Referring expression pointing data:
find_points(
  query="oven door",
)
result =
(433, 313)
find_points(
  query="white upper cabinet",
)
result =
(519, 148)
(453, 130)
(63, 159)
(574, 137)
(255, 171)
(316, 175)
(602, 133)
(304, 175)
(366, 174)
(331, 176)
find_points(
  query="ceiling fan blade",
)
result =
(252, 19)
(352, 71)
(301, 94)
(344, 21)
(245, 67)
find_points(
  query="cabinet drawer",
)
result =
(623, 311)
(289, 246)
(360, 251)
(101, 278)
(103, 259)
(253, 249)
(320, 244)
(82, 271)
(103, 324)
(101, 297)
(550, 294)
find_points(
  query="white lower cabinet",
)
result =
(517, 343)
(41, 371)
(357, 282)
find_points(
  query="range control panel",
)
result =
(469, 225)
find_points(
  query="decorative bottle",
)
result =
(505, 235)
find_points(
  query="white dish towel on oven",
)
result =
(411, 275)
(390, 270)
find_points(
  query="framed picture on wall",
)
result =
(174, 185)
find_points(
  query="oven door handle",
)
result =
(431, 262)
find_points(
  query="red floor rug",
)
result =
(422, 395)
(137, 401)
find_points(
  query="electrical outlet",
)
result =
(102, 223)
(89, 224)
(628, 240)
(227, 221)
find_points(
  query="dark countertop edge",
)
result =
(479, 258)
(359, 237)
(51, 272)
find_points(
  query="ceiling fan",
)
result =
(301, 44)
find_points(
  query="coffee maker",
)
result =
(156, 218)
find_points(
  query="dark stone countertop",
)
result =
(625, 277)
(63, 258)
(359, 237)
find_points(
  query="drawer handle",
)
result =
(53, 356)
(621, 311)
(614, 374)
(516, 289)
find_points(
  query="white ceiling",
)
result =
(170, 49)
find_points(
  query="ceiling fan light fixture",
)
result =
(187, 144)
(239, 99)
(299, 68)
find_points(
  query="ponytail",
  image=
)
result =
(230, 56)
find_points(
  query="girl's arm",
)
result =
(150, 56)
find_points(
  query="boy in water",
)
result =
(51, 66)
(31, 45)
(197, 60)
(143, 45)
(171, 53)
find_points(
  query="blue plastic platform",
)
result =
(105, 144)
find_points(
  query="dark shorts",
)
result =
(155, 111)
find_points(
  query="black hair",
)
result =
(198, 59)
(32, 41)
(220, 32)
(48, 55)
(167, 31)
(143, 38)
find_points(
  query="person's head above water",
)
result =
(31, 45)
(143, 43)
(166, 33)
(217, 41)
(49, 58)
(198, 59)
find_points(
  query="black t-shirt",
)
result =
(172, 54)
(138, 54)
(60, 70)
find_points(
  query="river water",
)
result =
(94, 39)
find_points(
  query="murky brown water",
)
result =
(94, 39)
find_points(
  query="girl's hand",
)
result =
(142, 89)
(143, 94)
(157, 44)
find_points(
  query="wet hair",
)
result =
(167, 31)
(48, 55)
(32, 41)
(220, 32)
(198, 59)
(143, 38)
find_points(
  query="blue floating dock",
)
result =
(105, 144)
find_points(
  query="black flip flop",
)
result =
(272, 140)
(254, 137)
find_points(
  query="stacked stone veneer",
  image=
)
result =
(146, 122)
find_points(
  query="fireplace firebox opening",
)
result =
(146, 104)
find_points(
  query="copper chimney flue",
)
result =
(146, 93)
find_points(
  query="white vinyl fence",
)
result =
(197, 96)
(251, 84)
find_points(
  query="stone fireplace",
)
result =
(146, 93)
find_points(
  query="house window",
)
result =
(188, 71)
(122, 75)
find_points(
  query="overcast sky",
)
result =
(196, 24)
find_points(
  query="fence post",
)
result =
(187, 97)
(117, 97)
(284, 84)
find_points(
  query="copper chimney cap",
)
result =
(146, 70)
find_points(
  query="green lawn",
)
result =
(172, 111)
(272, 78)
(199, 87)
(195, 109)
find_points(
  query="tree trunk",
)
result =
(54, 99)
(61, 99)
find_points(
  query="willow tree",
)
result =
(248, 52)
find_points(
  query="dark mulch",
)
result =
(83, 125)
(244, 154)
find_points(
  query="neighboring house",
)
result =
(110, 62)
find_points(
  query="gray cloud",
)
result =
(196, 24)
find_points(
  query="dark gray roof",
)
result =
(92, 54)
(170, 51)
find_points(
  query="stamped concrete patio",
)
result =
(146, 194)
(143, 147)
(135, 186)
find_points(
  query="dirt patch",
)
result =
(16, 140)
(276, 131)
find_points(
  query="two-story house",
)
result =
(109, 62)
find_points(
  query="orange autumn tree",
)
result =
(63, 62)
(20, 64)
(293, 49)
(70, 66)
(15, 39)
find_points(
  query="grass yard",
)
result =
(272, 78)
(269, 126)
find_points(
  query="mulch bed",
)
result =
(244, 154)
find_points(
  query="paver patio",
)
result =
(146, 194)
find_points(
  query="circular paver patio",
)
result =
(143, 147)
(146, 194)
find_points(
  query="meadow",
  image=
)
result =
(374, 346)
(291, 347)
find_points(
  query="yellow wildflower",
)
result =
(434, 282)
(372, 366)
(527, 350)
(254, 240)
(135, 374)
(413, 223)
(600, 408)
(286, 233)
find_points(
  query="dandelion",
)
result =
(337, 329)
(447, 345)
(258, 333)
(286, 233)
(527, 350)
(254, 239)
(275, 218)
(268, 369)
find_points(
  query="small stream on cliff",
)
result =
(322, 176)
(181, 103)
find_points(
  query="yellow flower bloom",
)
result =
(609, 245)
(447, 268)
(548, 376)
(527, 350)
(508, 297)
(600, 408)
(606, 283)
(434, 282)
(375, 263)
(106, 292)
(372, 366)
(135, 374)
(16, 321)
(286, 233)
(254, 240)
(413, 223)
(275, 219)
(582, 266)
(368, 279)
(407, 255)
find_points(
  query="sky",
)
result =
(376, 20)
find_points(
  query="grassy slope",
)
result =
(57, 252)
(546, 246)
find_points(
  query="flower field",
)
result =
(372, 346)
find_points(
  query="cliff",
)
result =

**Work required:** What lines in the entries above include the string "handle"? Return each one.

**Response for this exercise:**
  query="oven door handle",
  query="drawer handle",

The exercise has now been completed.